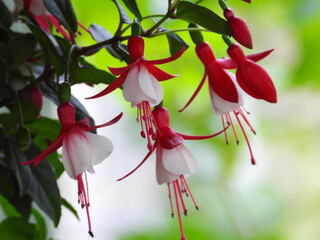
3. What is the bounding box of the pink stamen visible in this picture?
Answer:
[172,181,186,240]
[175,180,188,216]
[180,175,199,210]
[221,115,229,144]
[77,174,94,237]
[226,113,239,145]
[238,108,256,135]
[168,183,174,218]
[233,111,256,165]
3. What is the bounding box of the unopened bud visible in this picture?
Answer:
[188,23,204,45]
[59,82,71,103]
[16,127,30,151]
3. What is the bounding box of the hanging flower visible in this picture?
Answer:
[227,43,277,103]
[223,7,252,49]
[22,102,122,237]
[118,106,225,240]
[179,42,273,164]
[89,36,184,150]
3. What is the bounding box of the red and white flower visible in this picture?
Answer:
[180,42,273,164]
[22,102,122,236]
[89,36,184,150]
[118,106,225,240]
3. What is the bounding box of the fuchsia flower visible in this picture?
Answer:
[22,102,122,237]
[89,36,184,150]
[227,44,277,103]
[118,106,225,240]
[180,42,273,164]
[223,8,252,49]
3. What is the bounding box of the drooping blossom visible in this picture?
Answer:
[89,36,184,150]
[223,7,252,49]
[118,106,225,240]
[22,102,122,237]
[180,42,272,164]
[227,43,277,103]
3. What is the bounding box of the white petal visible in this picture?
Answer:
[122,66,149,107]
[209,71,246,115]
[139,64,163,107]
[62,131,113,179]
[62,141,77,180]
[162,144,198,175]
[156,146,180,185]
[84,132,113,166]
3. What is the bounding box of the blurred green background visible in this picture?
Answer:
[6,0,320,240]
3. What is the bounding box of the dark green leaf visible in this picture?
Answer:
[0,1,13,28]
[122,0,142,21]
[0,195,20,217]
[24,20,64,75]
[26,117,61,141]
[4,140,32,197]
[166,33,189,55]
[70,67,116,84]
[32,208,47,240]
[61,198,80,220]
[177,1,231,35]
[0,217,37,240]
[43,0,78,34]
[8,34,37,69]
[25,143,61,226]
[113,0,132,24]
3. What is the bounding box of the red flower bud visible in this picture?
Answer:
[128,36,144,62]
[30,87,42,111]
[58,102,76,129]
[227,44,277,103]
[223,8,252,49]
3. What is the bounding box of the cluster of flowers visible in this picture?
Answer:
[18,1,277,240]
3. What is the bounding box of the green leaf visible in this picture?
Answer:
[0,195,20,217]
[32,208,47,240]
[166,33,189,55]
[113,0,132,24]
[177,1,231,35]
[25,143,61,226]
[0,217,37,240]
[26,117,61,141]
[8,34,37,69]
[0,1,13,28]
[43,0,78,35]
[122,0,142,21]
[4,140,32,197]
[70,67,116,84]
[61,198,80,220]
[23,19,64,76]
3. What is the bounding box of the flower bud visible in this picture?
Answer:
[188,23,204,45]
[16,127,30,151]
[59,82,71,103]
[223,8,252,49]
[30,87,43,111]
[58,102,76,128]
[128,36,144,62]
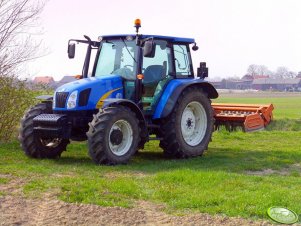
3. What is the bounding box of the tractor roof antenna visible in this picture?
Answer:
[134,19,141,45]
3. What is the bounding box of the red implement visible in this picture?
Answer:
[212,103,274,132]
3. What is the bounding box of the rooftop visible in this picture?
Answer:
[100,34,195,44]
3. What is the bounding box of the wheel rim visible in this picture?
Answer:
[181,101,207,146]
[40,138,62,148]
[109,120,133,156]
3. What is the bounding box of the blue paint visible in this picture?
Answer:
[153,78,207,119]
[53,75,124,111]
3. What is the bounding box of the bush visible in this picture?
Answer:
[0,76,37,142]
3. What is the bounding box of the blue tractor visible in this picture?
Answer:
[19,19,218,165]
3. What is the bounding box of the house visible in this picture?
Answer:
[33,76,54,85]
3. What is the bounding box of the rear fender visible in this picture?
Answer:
[153,79,218,119]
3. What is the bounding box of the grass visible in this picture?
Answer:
[0,92,301,219]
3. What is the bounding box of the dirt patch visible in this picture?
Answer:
[0,196,270,225]
[0,176,271,226]
[246,164,301,176]
[103,171,147,179]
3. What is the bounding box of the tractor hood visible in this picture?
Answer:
[53,75,123,111]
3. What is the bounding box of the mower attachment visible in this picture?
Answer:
[212,103,274,132]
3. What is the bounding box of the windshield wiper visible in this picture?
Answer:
[121,38,137,64]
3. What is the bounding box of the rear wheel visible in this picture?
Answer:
[87,106,140,165]
[160,88,214,158]
[19,103,69,158]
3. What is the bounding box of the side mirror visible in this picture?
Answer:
[197,62,208,79]
[68,43,75,59]
[143,40,156,58]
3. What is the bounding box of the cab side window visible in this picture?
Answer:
[173,45,191,77]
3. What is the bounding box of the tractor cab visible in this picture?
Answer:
[68,21,208,116]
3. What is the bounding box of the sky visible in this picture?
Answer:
[28,0,301,80]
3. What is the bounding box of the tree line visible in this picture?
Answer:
[247,64,301,78]
[0,0,45,143]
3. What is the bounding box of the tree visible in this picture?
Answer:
[0,0,44,76]
[0,0,44,142]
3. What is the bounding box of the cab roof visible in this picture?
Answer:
[100,34,195,44]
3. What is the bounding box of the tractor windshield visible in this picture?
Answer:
[95,39,137,80]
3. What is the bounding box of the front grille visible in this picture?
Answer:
[55,92,69,108]
[78,89,91,107]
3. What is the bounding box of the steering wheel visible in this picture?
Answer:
[123,64,134,69]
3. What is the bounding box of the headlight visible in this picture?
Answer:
[52,92,56,108]
[67,90,78,109]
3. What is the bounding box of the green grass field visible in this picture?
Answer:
[0,92,301,219]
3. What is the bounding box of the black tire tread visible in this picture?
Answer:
[160,87,214,158]
[87,106,140,165]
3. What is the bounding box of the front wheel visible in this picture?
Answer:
[87,106,140,165]
[160,88,214,158]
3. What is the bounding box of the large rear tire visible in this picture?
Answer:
[18,103,69,158]
[160,87,214,158]
[87,106,140,165]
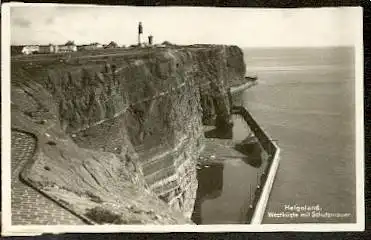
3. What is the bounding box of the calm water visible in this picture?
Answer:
[243,48,356,223]
[192,116,267,224]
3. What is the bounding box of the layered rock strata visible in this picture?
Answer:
[11,45,245,224]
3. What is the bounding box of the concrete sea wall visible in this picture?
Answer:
[11,45,245,224]
[232,106,281,224]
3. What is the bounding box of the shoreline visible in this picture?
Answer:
[233,106,281,225]
[230,80,258,94]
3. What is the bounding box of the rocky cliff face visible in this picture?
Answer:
[11,45,245,223]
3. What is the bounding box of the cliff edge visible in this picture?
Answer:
[11,45,245,224]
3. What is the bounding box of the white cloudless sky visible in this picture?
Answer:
[10,4,361,47]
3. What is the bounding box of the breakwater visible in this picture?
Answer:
[231,106,280,224]
[11,46,246,224]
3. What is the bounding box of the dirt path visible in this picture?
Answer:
[11,131,84,225]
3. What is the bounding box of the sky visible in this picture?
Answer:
[10,5,361,47]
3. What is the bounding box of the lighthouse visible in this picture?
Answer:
[138,22,143,46]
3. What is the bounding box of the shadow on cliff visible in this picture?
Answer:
[191,163,224,224]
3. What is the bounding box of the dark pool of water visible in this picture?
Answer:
[192,116,267,224]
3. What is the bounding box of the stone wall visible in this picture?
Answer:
[12,45,245,223]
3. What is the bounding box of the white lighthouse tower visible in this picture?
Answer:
[138,22,143,46]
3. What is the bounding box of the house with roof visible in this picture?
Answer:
[22,45,39,55]
[79,42,103,50]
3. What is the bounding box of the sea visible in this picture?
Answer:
[240,47,360,224]
[193,47,356,224]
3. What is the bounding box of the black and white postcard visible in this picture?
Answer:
[1,3,365,235]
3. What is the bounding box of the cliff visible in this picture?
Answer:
[11,45,245,224]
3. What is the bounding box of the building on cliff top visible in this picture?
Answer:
[22,41,77,55]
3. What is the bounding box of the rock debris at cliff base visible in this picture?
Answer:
[11,45,245,224]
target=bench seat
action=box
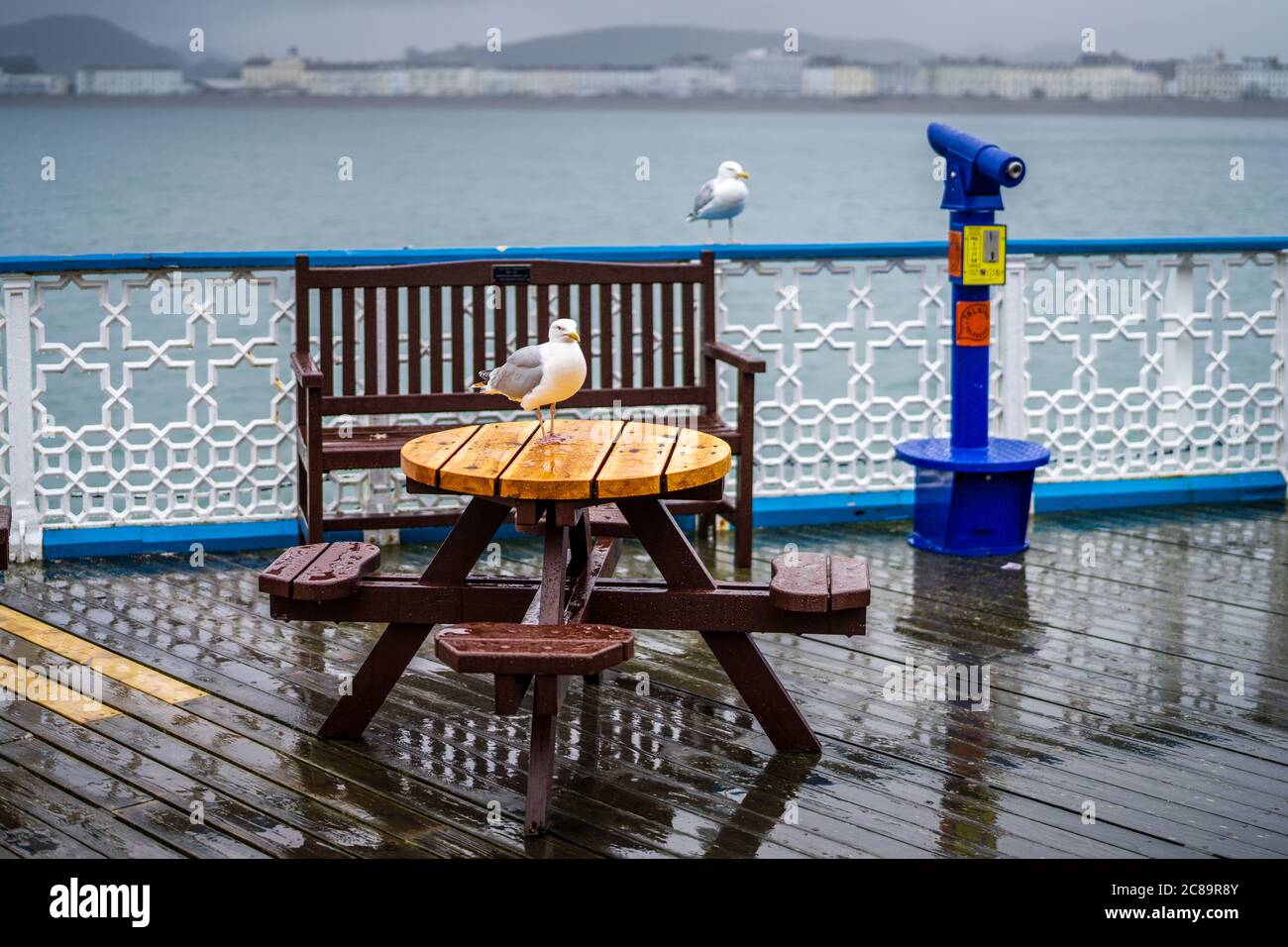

□ □ □ □ □

Rescale the lines starting at the one that contains "3. What is the bounding box of the red implement" and ending at the one that contains "[109,120,133,156]". Repeat every line, with each bounding-box coordinate in the answers multiplied by 0.2 and rounded to a whole number (halves round up).

▸ **Answer to this task**:
3. What is the bounding box of the red implement visible in this picture?
Answer:
[42,21,55,26]
3. What is the bounding box of the rooftop visible in this picture?
Answer:
[20,7,39,9]
3. What is the bounding box of the wheel rim visible in this picture?
Answer:
[36,20,41,29]
[8,28,12,30]
[22,24,27,31]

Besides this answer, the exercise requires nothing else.